(Exercise objective) Rewrite the listing below, swapping "place a pin" for "drop a marker" wherever it occurs and leaving every other word as it is.

Entries from a point annotation set
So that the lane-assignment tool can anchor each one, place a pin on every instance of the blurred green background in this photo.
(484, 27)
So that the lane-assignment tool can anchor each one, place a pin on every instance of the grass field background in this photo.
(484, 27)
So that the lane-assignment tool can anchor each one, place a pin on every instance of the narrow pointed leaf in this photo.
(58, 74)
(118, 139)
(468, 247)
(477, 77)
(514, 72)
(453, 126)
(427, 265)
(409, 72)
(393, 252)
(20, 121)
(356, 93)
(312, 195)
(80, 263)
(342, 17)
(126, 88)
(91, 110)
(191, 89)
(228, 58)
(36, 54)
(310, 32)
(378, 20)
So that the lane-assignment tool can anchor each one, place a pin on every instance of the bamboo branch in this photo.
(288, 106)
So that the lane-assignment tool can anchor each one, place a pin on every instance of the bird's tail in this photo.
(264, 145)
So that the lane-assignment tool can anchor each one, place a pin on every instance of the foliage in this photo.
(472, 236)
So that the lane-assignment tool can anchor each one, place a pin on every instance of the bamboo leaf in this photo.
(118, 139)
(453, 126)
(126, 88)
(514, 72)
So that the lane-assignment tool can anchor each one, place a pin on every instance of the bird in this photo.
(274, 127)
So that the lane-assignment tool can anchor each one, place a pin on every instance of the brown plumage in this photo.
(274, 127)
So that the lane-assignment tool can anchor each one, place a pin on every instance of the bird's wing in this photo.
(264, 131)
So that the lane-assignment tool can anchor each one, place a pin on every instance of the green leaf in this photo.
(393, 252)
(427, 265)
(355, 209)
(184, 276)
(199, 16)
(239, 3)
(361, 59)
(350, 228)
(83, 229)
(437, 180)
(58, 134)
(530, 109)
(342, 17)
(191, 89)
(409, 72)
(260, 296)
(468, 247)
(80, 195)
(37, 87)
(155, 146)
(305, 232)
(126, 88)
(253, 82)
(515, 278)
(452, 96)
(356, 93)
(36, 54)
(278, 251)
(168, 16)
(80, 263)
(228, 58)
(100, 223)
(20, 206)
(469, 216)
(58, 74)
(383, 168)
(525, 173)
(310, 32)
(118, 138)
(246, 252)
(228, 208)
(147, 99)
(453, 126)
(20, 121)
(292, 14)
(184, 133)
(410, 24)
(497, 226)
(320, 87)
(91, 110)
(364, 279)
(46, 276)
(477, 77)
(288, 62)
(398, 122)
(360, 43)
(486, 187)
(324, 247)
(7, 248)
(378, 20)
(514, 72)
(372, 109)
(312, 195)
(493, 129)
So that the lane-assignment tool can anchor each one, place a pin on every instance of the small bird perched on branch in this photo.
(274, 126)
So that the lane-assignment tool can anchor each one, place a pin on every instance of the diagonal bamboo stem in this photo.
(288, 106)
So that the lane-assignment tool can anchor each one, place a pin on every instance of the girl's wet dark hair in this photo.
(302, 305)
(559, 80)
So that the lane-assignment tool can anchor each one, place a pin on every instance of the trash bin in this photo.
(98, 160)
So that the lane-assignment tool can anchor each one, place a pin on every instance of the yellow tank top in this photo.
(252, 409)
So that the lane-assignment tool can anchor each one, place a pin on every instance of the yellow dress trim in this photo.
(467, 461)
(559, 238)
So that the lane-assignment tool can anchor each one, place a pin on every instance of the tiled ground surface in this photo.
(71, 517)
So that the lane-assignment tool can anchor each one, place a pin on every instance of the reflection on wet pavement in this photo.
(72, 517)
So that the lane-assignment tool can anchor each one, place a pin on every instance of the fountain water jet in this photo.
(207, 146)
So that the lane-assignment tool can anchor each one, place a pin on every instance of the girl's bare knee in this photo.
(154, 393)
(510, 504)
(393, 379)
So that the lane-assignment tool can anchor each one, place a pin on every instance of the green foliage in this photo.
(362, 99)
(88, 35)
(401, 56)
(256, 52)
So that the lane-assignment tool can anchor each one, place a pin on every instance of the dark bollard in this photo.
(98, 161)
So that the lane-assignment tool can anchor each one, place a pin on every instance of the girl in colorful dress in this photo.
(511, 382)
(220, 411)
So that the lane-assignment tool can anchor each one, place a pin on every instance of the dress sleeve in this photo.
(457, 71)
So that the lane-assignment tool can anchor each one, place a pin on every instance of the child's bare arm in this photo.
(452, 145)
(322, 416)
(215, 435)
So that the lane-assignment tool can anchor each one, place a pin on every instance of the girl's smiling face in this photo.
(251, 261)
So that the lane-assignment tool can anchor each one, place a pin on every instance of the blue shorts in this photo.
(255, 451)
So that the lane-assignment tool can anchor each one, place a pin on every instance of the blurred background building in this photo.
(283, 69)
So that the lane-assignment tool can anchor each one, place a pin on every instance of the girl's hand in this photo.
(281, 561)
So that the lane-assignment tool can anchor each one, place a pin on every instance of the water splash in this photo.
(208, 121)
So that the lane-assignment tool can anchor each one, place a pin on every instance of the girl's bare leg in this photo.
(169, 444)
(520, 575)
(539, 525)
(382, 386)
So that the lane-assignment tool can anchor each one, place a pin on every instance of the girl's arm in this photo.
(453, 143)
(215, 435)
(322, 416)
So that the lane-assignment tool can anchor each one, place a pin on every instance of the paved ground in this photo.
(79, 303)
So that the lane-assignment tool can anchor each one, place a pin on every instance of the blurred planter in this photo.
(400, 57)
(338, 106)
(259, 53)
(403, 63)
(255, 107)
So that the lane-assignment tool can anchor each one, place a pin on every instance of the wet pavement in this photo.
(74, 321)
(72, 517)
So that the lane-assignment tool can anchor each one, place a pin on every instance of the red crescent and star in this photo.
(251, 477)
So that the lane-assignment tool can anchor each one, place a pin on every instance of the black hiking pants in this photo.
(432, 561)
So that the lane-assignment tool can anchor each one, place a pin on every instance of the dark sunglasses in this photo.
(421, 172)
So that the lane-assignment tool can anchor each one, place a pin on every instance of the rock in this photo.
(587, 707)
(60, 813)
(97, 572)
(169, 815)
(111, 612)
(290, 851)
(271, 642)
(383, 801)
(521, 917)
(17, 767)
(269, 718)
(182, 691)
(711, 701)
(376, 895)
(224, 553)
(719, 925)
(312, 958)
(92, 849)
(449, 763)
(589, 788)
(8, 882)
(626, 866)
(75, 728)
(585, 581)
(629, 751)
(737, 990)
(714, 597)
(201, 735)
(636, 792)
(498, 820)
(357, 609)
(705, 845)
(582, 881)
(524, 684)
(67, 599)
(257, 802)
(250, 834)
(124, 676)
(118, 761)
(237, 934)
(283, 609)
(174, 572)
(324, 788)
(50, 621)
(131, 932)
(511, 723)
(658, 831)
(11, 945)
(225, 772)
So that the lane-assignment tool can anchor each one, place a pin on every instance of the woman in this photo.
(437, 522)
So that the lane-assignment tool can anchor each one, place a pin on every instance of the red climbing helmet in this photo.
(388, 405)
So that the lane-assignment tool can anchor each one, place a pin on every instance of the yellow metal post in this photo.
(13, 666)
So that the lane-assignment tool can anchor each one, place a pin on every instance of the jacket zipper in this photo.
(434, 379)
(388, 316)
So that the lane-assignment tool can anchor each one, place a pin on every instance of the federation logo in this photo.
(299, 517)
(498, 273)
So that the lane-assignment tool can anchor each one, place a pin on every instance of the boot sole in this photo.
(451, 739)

(Finished exercise)
So that the lane-assignment tool can anchor each one, drop a marker on every instance of the blurred green background in this photo.
(484, 27)
So that the lane-assignment tool can anchor each one, drop a marker on every instance of the grass field background in this photo.
(484, 27)
So that the lane-assignment tool can anchor each one, drop a marker on every instance of the narrow pointed leaf in this photo.
(58, 74)
(118, 139)
(468, 247)
(477, 77)
(514, 72)
(453, 126)
(427, 265)
(409, 72)
(393, 252)
(20, 121)
(356, 93)
(312, 195)
(80, 263)
(342, 17)
(126, 88)
(91, 110)
(191, 89)
(228, 58)
(36, 54)
(310, 32)
(378, 20)
So that the lane-assignment tool can anchor each one, drop a marker on every instance of the bamboo branch in this photo.
(288, 106)
So that the lane-assignment tool can anchor each one, drop a marker on every instance of the bird's tail in this photo.
(264, 145)
So that the lane-assignment tool can anchor each one, drop a marker on every instance of the foliage in this photo.
(472, 236)
So that the lane-assignment tool can anchor each one, drop a marker on every instance of the bamboo leaf in this photo.
(118, 139)
(453, 126)
(126, 88)
(514, 72)
So that the lane-assignment tool can anchor each one, drop a marker on every instance of the bird in this photo.
(274, 127)
So that the lane-assignment tool can anchor each one, drop a marker on every instance of the brown plumage in this photo.
(274, 127)
So that the lane-assignment tool can anchor each one, drop a marker on every instance of the bird's wing in this photo.
(264, 131)
So that the lane-assignment tool can anchor each one, drop a marker on every instance of the green leaf in this photo.
(393, 252)
(427, 265)
(355, 209)
(184, 276)
(199, 16)
(239, 3)
(361, 59)
(350, 228)
(83, 229)
(437, 180)
(58, 134)
(530, 109)
(342, 17)
(191, 89)
(409, 72)
(260, 296)
(468, 247)
(80, 195)
(37, 87)
(155, 146)
(305, 232)
(126, 88)
(253, 82)
(515, 278)
(452, 96)
(356, 93)
(36, 54)
(278, 251)
(168, 16)
(80, 263)
(228, 58)
(100, 223)
(20, 206)
(469, 216)
(58, 74)
(383, 168)
(525, 173)
(310, 32)
(118, 138)
(246, 252)
(228, 208)
(147, 99)
(453, 126)
(20, 121)
(292, 14)
(184, 133)
(410, 24)
(497, 226)
(320, 87)
(91, 110)
(364, 279)
(46, 276)
(477, 77)
(288, 62)
(398, 122)
(360, 43)
(486, 187)
(324, 247)
(7, 248)
(378, 20)
(514, 72)
(372, 109)
(312, 195)
(493, 129)
So that the lane-assignment tool can anchor each one, drop a marker on every instance of the small bird perched on branch in this photo.
(274, 126)
So that the lane-assignment tool can anchor each one, drop a marker on every instance of the diagonal bamboo stem in this photo.
(288, 106)
So that the lane-assignment tool can anchor each one, drop a marker on every instance of the girl's wet dark hair in this photo.
(302, 305)
(559, 80)
So that the lane-assignment tool can anchor each one, drop a marker on every instance of the trash bin in this photo.
(98, 160)
So that the lane-assignment tool can anchor each one, drop a marker on every instance of the yellow tank top in this photo.
(252, 409)
So that the lane-assignment tool can anchor each one, drop a marker on every instance of the yellow dress trim in this photo.
(467, 461)
(559, 238)
So that the lane-assignment tool can anchor each one, drop a marker on every instance of the tiled ground surface in this photo.
(71, 517)
So that the lane-assignment tool can anchor each one, drop a marker on every instance of the reflection on wet pavement in this photo.
(72, 517)
So that the lane-assignment tool can anchor each one, drop a marker on every instance of the fountain water jet in this photo.
(207, 146)
So that the lane-assignment tool can anchor each one, drop a marker on every instance of the girl's bare knee in this photo.
(154, 393)
(510, 504)
(393, 379)
So that the lane-assignment tool can anchor each one, drop a marker on every instance of the green foliage in this photo.
(362, 99)
(88, 35)
(401, 56)
(256, 52)
So that the lane-assignment tool can anchor each one, drop a marker on every instance of the dark bollard in this photo.
(98, 161)
So that the lane-assignment tool can anchor each one, drop a marker on every instance of the girl in colorful dress in this photo.
(511, 382)
(220, 411)
So that the lane-assignment tool can anchor each one, drop a marker on every instance of the dress sleeve in this photo.
(457, 71)
So that the lane-assignment tool can anchor each one, drop a marker on every instance of the child's bare arm in this photo.
(452, 145)
(322, 416)
(215, 435)
So that the lane-assignment tool can anchor each one, drop a marker on every instance of the girl's smiling face in this photo.
(251, 261)
So that the lane-assignment tool can anchor each one, drop a marker on every instance of the blue shorts in this photo.
(255, 451)
So that the lane-assignment tool can anchor each one, drop a marker on every instance of the blurred background building in this photo.
(283, 69)
So that the lane-assignment tool can anchor each one, drop a marker on every instance of the girl's hand in this photo.
(281, 561)
So that the lane-assignment tool can anchor each one, drop a marker on every instance of the water splash in this photo.
(208, 121)
So that the lane-assignment tool can anchor each one, drop a marker on every instance of the girl's bare leg in this photo.
(169, 444)
(520, 575)
(539, 525)
(382, 386)
So that the lane-assignment tool can anchor each one, drop a marker on every instance of the girl's arm in this photo.
(453, 143)
(215, 435)
(322, 416)
So that the lane-assignment tool can anchor each one, drop a marker on every instance of the paved ground in this photo.
(79, 303)
So that the lane-assignment tool can anchor each one, drop a marker on every instance of the blurred planter in this photo.
(400, 57)
(338, 106)
(259, 53)
(403, 63)
(255, 107)
So that the lane-assignment tool can anchor each one, drop a marker on every instance of the wet pavement in this photo.
(74, 321)
(72, 517)
So that the lane-assignment tool can anchor each one, drop a marker on every instance of the red crescent and star in this photo.
(251, 477)
So that the lane-assignment tool can anchor each one, drop a marker on every instance of the black hiking pants in this photo.
(432, 561)
So that the lane-assignment tool can anchor each one, drop a marker on every instance of the dark sunglasses in this photo.
(421, 172)
So that the lane-assignment tool can anchor each one, drop a marker on every instance of the rock in this photo.
(587, 707)
(60, 813)
(97, 572)
(169, 815)
(111, 612)
(290, 851)
(271, 642)
(383, 801)
(521, 917)
(17, 767)
(269, 718)
(182, 691)
(711, 701)
(376, 895)
(224, 553)
(719, 925)
(312, 958)
(92, 849)
(449, 763)
(589, 788)
(8, 882)
(626, 866)
(75, 728)
(585, 581)
(629, 751)
(737, 990)
(714, 597)
(201, 735)
(636, 792)
(498, 820)
(357, 609)
(705, 845)
(582, 881)
(524, 684)
(67, 599)
(257, 802)
(250, 834)
(124, 676)
(118, 761)
(237, 934)
(283, 609)
(174, 572)
(324, 788)
(50, 621)
(131, 932)
(511, 723)
(658, 831)
(11, 945)
(225, 772)
So that the lane-assignment tool can anchor each one, drop a marker on every instance of the woman in this photo.
(437, 522)
So that the lane-assignment tool can anchor each one, drop a marker on every instance of the red climbing helmet in this photo.
(388, 405)
So that the lane-assignment tool can anchor each one, drop a marker on every instance of the yellow metal post in this photo.
(13, 666)
So that the lane-assignment tool can anchor each one, drop a marker on every instance of the jacket zipper in this photo.
(434, 379)
(388, 316)
So that the lane-assignment tool can anchor each one, drop a marker on every instance of the federation logo in this photo.
(299, 517)
(498, 273)
So that the lane-assignment tool can anchor each one, drop a marker on every instance of the boot sole in this photo.
(451, 739)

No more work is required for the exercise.